**ABOUT THIS EXERCISE**
When the line containing "Question. Place a dot on every instance of the rough" appears in the entries below, begin printing there and stop after the line containing "Question. Place a dot on every instance of the stone block"; print each of those lines exactly and no other line.

[Point localization data]
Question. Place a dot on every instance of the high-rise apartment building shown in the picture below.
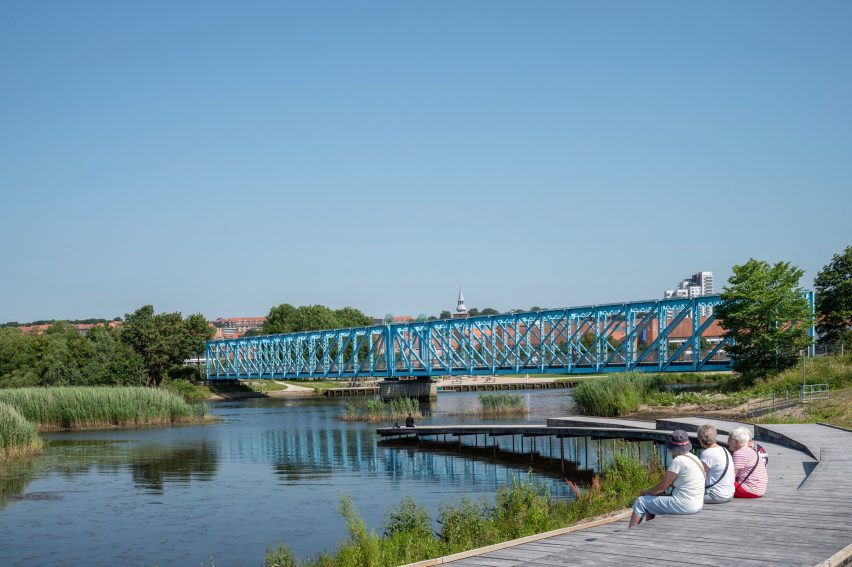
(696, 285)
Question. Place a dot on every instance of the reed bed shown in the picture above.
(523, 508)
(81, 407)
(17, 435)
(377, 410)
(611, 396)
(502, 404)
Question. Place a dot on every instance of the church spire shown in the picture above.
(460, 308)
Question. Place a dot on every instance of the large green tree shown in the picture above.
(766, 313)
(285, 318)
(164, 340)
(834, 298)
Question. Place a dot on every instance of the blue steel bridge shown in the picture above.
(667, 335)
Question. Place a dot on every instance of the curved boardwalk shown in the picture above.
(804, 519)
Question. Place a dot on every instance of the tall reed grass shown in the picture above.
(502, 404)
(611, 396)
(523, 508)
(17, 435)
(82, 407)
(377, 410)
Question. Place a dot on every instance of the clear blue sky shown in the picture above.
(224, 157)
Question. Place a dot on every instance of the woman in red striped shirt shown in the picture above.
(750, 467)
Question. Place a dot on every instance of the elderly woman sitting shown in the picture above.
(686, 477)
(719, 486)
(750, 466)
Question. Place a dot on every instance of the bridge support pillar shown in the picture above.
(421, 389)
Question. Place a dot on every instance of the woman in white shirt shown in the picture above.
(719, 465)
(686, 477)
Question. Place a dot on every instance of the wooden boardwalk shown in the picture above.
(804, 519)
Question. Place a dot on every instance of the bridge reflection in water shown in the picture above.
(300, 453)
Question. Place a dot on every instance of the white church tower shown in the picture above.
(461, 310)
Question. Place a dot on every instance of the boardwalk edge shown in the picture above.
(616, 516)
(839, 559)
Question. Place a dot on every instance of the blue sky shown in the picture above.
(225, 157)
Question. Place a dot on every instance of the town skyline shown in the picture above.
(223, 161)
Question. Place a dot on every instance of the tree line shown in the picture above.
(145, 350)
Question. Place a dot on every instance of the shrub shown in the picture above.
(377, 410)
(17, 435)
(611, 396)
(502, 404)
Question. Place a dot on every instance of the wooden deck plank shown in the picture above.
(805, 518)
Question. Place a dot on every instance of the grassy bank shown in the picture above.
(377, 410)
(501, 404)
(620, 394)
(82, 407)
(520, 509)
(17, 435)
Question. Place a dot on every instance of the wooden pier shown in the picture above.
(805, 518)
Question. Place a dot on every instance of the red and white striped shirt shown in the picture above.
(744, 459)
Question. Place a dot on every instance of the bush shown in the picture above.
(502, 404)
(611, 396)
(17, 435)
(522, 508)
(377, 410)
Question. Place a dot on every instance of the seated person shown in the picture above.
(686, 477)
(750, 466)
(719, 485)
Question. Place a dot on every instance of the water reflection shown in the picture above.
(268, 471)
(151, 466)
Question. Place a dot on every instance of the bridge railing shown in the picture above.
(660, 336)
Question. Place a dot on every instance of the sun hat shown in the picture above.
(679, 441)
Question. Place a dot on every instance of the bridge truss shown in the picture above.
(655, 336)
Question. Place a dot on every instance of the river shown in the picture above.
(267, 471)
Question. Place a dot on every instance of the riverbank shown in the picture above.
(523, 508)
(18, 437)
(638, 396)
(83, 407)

---

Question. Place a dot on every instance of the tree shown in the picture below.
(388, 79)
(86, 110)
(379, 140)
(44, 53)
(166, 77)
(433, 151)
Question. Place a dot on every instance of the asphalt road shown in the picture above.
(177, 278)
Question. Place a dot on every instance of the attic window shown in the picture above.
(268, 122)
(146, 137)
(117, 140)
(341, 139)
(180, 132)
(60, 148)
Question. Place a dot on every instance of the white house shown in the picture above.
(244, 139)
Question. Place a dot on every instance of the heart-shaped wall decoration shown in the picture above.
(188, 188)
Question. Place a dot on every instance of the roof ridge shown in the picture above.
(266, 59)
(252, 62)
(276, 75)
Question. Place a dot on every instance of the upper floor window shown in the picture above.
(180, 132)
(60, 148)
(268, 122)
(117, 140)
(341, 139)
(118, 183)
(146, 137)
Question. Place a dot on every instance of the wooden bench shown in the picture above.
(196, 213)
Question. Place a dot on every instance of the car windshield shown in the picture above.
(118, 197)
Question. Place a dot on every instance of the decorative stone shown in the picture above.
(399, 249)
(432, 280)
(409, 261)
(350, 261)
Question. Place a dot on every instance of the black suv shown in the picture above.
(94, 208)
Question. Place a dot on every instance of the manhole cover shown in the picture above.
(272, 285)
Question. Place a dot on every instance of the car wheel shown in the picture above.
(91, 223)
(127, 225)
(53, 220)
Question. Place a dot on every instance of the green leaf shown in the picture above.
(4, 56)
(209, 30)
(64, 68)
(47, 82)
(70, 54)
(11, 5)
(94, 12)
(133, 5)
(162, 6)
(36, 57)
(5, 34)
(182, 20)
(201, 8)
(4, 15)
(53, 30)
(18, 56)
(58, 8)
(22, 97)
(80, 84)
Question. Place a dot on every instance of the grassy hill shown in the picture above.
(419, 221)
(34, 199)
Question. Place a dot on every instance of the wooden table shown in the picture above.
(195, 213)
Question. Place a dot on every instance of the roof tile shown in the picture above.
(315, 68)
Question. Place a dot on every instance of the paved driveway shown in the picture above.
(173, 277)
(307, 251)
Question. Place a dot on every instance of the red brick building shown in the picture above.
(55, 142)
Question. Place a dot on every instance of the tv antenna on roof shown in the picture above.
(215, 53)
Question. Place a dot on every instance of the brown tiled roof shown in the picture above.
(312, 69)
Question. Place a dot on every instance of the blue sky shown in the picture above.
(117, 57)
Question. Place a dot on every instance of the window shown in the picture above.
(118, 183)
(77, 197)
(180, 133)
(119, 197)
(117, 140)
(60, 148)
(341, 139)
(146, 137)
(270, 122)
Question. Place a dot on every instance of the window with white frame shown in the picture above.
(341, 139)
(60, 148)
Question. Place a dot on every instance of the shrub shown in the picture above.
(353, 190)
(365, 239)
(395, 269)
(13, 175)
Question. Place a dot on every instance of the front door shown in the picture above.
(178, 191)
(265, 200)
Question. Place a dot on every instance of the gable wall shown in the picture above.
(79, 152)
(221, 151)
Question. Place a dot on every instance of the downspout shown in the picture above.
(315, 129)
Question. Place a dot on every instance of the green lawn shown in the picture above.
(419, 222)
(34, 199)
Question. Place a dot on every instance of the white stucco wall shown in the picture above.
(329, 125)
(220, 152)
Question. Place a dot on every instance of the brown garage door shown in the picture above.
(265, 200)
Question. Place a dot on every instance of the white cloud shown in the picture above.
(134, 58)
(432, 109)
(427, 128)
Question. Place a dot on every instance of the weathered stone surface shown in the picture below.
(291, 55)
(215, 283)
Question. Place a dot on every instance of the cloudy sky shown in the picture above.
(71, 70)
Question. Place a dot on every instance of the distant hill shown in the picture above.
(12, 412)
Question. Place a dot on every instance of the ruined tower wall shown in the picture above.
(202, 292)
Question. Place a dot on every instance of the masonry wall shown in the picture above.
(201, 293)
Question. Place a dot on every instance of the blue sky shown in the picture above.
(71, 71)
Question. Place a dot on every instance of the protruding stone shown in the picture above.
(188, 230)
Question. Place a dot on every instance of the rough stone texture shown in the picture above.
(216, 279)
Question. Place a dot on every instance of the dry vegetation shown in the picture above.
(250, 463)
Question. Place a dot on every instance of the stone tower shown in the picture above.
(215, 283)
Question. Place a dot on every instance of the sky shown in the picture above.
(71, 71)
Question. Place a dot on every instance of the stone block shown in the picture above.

**SOLVED EXERCISE**
Question. Place a dot on every instance of the rough stone texture shown in the picture above.
(216, 279)
Question. Place a dot on every instance of the dry vegetation shown in the picture above.
(250, 463)
Question. Place a dot on every instance of the stone tower shown in the picture above.
(215, 283)
Question. Place a dot on every instance of the sky shown in the picture above.
(71, 71)
Question. Place a dot on every instance of the stone block shown in the picture above.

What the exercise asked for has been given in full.